● YOUR TASK
Rewrite the records below from the line with "Would it be possible for you to pinpoint the white" through the end of the records, requests included, and shift every bounding box coordinate in the answers by adding 133. Leave the numbers in the requests and their format samples unchanged.
>> start DATA TO USE
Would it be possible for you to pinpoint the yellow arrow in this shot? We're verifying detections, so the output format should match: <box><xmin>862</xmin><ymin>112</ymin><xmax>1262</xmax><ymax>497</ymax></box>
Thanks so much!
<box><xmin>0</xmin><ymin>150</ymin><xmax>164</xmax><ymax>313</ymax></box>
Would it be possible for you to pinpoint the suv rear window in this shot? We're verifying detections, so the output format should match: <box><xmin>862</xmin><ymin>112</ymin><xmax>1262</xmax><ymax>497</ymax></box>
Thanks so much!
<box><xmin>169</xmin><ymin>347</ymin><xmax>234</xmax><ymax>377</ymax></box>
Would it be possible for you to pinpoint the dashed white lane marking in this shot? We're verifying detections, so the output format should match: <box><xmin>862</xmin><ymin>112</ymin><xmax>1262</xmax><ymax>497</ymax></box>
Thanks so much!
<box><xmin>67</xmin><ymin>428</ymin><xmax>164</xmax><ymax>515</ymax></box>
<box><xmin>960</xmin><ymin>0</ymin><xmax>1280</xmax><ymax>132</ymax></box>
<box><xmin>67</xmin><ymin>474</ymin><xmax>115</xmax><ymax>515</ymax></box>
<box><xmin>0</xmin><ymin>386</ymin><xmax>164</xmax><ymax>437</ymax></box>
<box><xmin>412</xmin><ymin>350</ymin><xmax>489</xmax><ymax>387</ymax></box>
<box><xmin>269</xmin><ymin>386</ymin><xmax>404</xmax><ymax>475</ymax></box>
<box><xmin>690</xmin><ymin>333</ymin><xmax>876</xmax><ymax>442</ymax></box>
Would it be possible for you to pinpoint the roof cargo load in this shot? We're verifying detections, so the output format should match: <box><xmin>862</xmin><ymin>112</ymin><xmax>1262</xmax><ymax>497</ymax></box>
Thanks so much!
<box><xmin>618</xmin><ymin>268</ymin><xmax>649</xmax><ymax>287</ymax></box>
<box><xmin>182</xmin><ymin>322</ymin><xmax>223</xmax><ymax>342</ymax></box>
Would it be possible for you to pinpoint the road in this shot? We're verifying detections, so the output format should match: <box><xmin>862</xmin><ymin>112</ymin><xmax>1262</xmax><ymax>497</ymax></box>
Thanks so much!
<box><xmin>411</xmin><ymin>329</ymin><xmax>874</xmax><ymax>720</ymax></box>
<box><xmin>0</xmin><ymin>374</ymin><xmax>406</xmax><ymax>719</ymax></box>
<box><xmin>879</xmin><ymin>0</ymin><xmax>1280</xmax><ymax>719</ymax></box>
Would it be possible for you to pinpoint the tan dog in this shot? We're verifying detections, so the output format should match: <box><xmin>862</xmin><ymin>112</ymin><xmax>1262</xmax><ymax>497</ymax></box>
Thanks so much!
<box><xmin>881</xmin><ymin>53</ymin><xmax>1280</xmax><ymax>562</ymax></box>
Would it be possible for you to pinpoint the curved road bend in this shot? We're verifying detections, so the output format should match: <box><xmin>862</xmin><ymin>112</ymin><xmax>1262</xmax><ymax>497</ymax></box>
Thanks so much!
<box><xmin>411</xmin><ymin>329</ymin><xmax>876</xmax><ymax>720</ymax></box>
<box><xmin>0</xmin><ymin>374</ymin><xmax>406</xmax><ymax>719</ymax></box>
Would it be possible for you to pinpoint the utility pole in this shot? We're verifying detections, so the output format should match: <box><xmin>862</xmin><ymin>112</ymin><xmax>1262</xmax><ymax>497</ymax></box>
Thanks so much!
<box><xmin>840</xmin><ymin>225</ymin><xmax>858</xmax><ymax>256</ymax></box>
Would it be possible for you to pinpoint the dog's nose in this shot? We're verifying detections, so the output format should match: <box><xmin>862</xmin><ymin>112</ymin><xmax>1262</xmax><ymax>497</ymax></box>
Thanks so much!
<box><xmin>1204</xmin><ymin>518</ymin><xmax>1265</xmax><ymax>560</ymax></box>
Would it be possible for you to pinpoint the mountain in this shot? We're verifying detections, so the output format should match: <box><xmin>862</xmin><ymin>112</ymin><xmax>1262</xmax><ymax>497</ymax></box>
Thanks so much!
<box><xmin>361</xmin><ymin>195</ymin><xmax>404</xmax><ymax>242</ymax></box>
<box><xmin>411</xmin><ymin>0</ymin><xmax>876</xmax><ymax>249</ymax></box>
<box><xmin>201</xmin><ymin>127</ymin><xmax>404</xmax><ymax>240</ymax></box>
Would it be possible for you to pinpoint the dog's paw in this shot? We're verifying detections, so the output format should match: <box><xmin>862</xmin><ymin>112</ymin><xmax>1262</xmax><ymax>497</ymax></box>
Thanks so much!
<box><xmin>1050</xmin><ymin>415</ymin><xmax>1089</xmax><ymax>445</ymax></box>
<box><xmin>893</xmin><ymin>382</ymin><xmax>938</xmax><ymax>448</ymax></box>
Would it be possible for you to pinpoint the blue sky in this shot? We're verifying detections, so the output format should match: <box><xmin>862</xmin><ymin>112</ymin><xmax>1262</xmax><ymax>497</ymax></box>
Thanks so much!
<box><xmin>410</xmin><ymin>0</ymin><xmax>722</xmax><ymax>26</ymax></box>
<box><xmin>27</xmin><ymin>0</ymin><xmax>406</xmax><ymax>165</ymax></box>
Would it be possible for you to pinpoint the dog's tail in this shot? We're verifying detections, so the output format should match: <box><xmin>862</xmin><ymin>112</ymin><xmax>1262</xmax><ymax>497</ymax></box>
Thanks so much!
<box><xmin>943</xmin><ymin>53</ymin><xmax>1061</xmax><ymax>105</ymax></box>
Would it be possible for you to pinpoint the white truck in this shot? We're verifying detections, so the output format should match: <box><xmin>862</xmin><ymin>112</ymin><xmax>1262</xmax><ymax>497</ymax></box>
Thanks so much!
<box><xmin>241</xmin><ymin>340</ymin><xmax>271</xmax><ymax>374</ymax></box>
>> end DATA TO USE
● RESPONSE
Would it be possible for you to pinpoint the white truck in this shot? We're verifying detections, so the output format should match: <box><xmin>862</xmin><ymin>112</ymin><xmax>1262</xmax><ymax>497</ymax></box>
Thanks so much!
<box><xmin>374</xmin><ymin>473</ymin><xmax>404</xmax><ymax>507</ymax></box>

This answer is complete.